[Opening THE DATA section]
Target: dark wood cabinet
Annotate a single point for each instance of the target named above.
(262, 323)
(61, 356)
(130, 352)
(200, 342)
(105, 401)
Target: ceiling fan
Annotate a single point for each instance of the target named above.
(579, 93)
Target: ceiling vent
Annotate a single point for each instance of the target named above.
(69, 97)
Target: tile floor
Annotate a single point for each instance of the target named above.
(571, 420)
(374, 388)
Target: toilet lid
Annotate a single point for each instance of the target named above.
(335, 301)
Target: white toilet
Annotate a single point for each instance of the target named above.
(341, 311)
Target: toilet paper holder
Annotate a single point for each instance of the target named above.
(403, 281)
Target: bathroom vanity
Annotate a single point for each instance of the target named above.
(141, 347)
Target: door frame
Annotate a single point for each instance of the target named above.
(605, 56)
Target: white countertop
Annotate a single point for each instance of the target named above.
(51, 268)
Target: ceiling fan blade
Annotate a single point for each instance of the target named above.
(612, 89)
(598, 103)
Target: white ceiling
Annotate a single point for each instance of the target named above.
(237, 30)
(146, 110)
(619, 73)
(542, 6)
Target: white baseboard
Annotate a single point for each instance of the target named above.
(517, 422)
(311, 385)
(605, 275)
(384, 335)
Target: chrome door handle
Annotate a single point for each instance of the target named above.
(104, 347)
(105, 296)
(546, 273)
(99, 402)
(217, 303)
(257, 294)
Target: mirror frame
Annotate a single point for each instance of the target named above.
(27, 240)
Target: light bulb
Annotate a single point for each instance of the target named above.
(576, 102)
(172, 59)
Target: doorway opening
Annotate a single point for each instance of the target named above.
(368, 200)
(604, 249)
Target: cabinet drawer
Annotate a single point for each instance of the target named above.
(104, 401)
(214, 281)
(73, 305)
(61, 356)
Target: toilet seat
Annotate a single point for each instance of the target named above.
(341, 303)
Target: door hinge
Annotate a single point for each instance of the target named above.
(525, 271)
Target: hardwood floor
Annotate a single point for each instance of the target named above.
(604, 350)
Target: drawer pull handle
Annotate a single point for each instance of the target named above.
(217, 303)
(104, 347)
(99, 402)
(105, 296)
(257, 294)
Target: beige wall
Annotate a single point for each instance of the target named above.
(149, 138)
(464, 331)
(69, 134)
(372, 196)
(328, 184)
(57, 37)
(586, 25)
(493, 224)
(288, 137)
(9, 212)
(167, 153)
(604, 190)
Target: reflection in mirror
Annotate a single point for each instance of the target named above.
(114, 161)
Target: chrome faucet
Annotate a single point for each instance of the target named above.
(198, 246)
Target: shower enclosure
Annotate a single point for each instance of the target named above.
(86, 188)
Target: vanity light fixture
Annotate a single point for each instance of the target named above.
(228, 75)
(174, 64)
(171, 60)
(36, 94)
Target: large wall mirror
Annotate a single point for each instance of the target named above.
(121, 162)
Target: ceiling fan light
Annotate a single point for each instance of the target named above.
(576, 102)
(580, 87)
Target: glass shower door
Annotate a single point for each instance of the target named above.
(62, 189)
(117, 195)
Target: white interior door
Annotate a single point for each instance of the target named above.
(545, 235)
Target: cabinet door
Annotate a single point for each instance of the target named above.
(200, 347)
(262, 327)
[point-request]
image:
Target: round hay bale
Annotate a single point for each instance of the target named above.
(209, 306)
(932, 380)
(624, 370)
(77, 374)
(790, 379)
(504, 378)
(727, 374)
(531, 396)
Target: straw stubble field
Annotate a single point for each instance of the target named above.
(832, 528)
[Closing THE DATA section]
EXERCISE AIM: All the lines above need to be retyped exactly, with nothing left out.

ANSWER BELOW:
Target: dark wood cabinet
Annotate a single point for each instance of the target named above.
(262, 323)
(61, 356)
(130, 352)
(200, 342)
(105, 401)
Target: ceiling fan
Annotate a single point for each instance of the target named above.
(579, 93)
Target: ceiling vent
Annotate a single point for each instance of the target named above.
(69, 97)
Target: tile floor
Annotate a single point for each instance of the target named above.
(571, 420)
(374, 388)
Target: toilet lid
Annotate a single point for each instance of the target named above.
(335, 301)
Target: white toilet
Annotate a single point for each instance of the target named above.
(341, 311)
Target: toilet paper holder
Annotate a single point for each instance of the target named above.
(403, 281)
Target: bathroom vanity
Annotate a single point for each instance of the target named above.
(141, 347)
Target: door frame
Annotate a single point for each instance of the target named above.
(605, 56)
Target: white countertop
Annotate a single point for each instance of the target named above.
(51, 268)
Target: ceiling fan blade
Annotate a single point for each instance of the target named above.
(612, 89)
(598, 103)
Target: white ceiling
Annotate a single point for each instance of the target named above.
(237, 30)
(146, 110)
(619, 73)
(542, 6)
Target: white baseboard
Annotate a single point for each instance of the target named above.
(517, 422)
(311, 385)
(605, 275)
(384, 335)
Target: chrome door handle
Annotate a single point for each instance of the target named above.
(104, 347)
(105, 296)
(546, 273)
(99, 402)
(217, 303)
(257, 294)
Target: mirror frame
Annotate a single point for each instance of the target named above.
(27, 240)
Target: light bulb
Annotate a single point for each instance of the target named above.
(576, 102)
(172, 59)
Target: doorway opening
Annotate a single point for each instance of the target named above.
(368, 200)
(604, 249)
Target: cabinet drawer
Annotate a single point for each instance of the target named above.
(104, 401)
(214, 281)
(73, 305)
(61, 356)
Target: toilet seat
Annotate a single point for each instance of the target named above.
(341, 303)
Target: door hinge
Annotate a single point for each instance of the target named above.
(525, 271)
Target: hardwood floor
Annotate a single point for each instance of the target named above.
(604, 350)
Target: drawer pull handle
Annotate a single point for each instance of the target named above.
(217, 303)
(104, 347)
(99, 402)
(105, 296)
(257, 294)
Target: beige wall
Annotate a single point for each instance of the target named above.
(149, 138)
(464, 331)
(69, 134)
(372, 196)
(328, 184)
(57, 37)
(586, 25)
(493, 224)
(288, 137)
(9, 212)
(167, 153)
(604, 190)
Target: reflection in mirror
Annotate a single point for each instance of the target named above.
(114, 161)
Target: chrome faucet
Annotate a single point for each instance of the target named above.
(198, 246)
Target: shower enclosure
Annotate a single point for each instance of the target named above.
(86, 188)
Target: vanity light fixture
Annotate a single point for each instance of the target named above.
(228, 75)
(174, 64)
(171, 60)
(36, 94)
Target: large wall mirror
Annotate a single point for each instance of the target named above.
(121, 162)
Target: ceiling fan light
Annotate a single point for each instance of the target named above.
(576, 102)
(580, 87)
Target: glass shower door
Annotate a single point for each instance of the target named above.
(62, 189)
(117, 195)
Target: white interior door
Annotate a single point for each instance of the target named above.
(545, 235)
Target: cabinet door
Annotate a single point for each instance of the target named above.
(200, 347)
(262, 327)
[point-request]
image:
Target: round hay bale
Annotate a single point for each instance of the target named above.
(209, 306)
(932, 380)
(624, 370)
(77, 374)
(790, 379)
(504, 378)
(727, 374)
(531, 396)
Target: straw stubble field
Annotate a single point for each instance of the target named above.
(832, 528)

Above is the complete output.